▶ Goal: Rewrite the Bambi Lee Savage article from the words "By then, Savage's" through "film Sling Blade.", using "yearning" in place of "homesickness".

---------- Page excerpt ----------

Wednesday, June 26, 2013

Bambi Lee Savage (Nick Cave & The Bad Seeds, Daniel Lanois collaborator) posts new video from album produced by Mick Harvey

Click image above to watch video


"Savage's strengths lie in her ability to mix sugary sweet melodies with dark undertones. Her hushed, half-spoken musings are often what make her songs resonate, ultimately transforming Darkness Overshadowed into a beautiful, shadowy, twisted picture of Savage's psyche and talent." -- Exclaim!


Bambi Lee Savage shares a new video from her third solo album, Darkness Overshadowed today. The clip, "Oh Loneliness" is available to watch/share HERE. The album is available on CD and download via Bandcamp.

American Songwriter recently premiered another clip, "Nearly Gone" which is available to watch/share video HERE.

Darkness Overshadowed is produced by Mick Harvey (Nick Cave & the Bad Seeds, PJ Harvey), who also plays most of the backing instrumentation. Check out the sultry Twin Peaks-esque pop of the track, "Oh Loneliness" available to stream/share HERE and download HERE courtesy of MAGNET Magazine.

As with most things in existence, it's the secrets in music that speak truest. The fact that Bambi Lee Savage has remained a secret for so long is testament to that. Over the past 25 years, the world-wandering singer-songwriter has worked with Daniel Lanois as well as members of Nick Cave & The Bad Seeds and Einstürzende Neubauten. She counts among her patrons Billy Bob Thornton and Bono. Her timeless ballads and haunted anthems are stark, lush, elemental, and ethereal as smoke. And like smoke, they conceal -- even as they signal deeper mysteries well worth the effort of unveiling.

Savage began life in Florida, but following the death of her father -- a stunt pilot tragically killed during the filming of the Pearl Harbor drama Tora! Tora! Tora! -- her family relocated to Colorado. In Denver, she played in various punk bands, including the Pagan Cowboys, as the '80s raged around her. It was upon moving to England in 1985 that her secrets began to weave themselves. After fronting the post-punk outfit Horseland, she moved to Berlin, drawn by the industrial allure of Einstürzende Neubauten. In Berlin she began working as an assistant engineer at the famous Hansa Tonstudio. There she wound up scoring credits on two definitive albums of the era: Nick Cave and the Bad Seeds' The Good Son and U2's Achtung Baby.

Behind the scenes, though, Savage was working on her own songs. In 1992, Bono funded a recording session in Berlin that included the Bad Seeds' Mick Harvey and Hugo Race as backing musicians. Shadowy and steeped in a shivering mystique, the four-song recording went unreleased, although Harvey would later cover one of Savage's other songs, "Demon Alcohol," on his 2005 album One Man's Treasure. From there, Savage appeared on the German music documentary Lost in Music: Out of Country, playing two of her songs with Neubauten's Alex Hacke.

By then, Savage's music had taken a turn toward the dark end of the Americana street, driven partly by a homesickness for her native country. Back in the States, she captured another handful of songs with Daniel Lanois, with whom she'd worked on Achtung Baby. One of those songs, the ghostly folk threnody "Darlin'," caught the ear of Billy Bob Thornton, who used the song on the soundtrack to his breakthrough film Sling Blade.

---------- Extracted records ----------

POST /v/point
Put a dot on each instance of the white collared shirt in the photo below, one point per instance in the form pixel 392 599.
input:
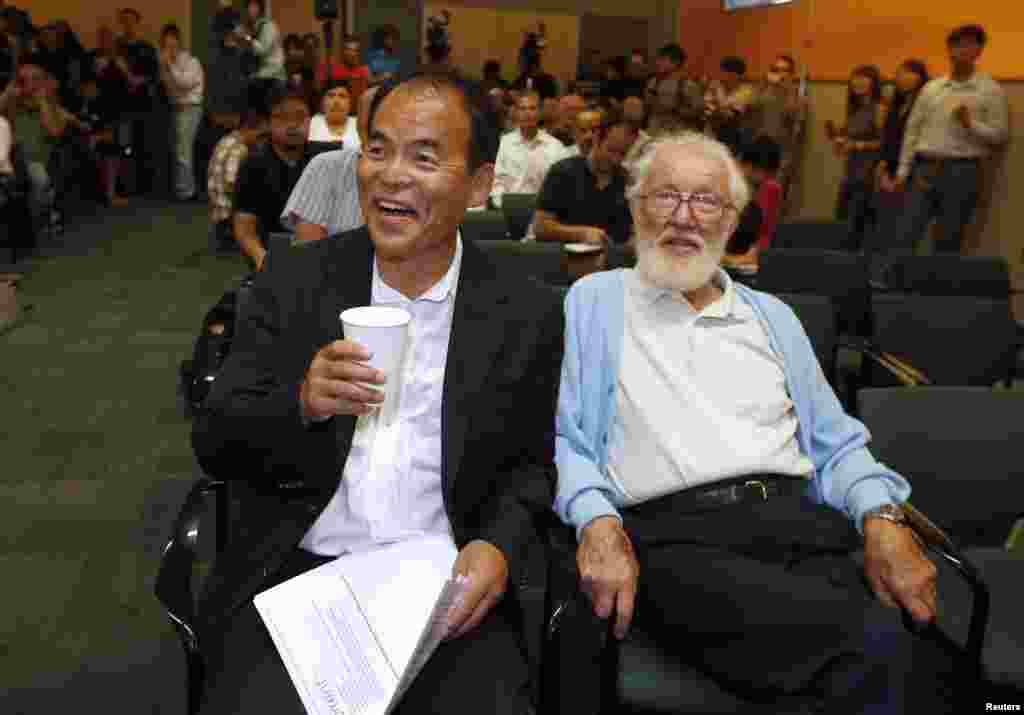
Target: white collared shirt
pixel 391 482
pixel 522 164
pixel 700 396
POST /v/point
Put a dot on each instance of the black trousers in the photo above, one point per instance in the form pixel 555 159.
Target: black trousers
pixel 765 598
pixel 484 671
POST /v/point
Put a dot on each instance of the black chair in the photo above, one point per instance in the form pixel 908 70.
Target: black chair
pixel 812 235
pixel 177 584
pixel 983 277
pixel 484 225
pixel 945 340
pixel 518 209
pixel 960 448
pixel 840 276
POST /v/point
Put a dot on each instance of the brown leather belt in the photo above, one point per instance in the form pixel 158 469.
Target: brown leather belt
pixel 743 490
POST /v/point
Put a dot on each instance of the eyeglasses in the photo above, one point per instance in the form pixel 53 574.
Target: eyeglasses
pixel 704 205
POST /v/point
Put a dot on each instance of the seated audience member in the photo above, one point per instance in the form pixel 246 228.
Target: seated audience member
pixel 727 101
pixel 228 156
pixel 382 59
pixel 472 453
pixel 269 173
pixel 958 120
pixel 563 128
pixel 584 198
pixel 39 123
pixel 715 481
pixel 350 70
pixel 526 154
pixel 182 77
pixel 587 124
pixel 326 200
pixel 335 123
pixel 676 101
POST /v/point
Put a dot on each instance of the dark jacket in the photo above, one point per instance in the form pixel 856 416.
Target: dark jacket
pixel 500 390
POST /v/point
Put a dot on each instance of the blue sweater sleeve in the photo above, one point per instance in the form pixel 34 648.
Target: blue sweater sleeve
pixel 583 493
pixel 849 477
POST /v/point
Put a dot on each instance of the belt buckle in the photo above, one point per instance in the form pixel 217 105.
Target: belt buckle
pixel 760 485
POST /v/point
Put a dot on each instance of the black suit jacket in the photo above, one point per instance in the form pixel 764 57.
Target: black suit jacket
pixel 498 416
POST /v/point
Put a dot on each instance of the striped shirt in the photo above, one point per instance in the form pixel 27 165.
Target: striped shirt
pixel 227 157
pixel 327 194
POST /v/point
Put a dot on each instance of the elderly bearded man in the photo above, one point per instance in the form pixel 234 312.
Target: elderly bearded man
pixel 714 479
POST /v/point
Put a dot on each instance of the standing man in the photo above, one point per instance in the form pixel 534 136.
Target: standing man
pixel 526 153
pixel 716 486
pixel 674 99
pixel 584 198
pixel 182 78
pixel 288 417
pixel 957 121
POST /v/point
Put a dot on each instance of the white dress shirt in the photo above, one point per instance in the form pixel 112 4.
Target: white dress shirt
pixel 321 131
pixel 522 163
pixel 391 482
pixel 700 395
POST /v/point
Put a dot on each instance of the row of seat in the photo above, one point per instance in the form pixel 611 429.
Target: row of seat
pixel 957 447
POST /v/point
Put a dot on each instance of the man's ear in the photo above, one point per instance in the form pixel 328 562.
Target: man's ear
pixel 482 181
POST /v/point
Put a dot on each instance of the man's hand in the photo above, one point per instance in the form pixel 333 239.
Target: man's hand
pixel 337 382
pixel 608 571
pixel 592 235
pixel 963 115
pixel 899 573
pixel 487 572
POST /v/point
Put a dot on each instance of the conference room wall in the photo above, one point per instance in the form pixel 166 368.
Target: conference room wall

----------

▶ Worked answer:
By then, Savage's music had taken a turn toward the dark end of the Americana street, driven partly by a yearning for her native country. Back in the States, she captured another handful of songs with Daniel Lanois, with whom she'd worked on Achtung Baby. One of those songs, the ghostly folk threnody "Darlin'," caught the ear of Billy Bob Thornton, who used the song on the soundtrack to his breakthrough film Sling Blade.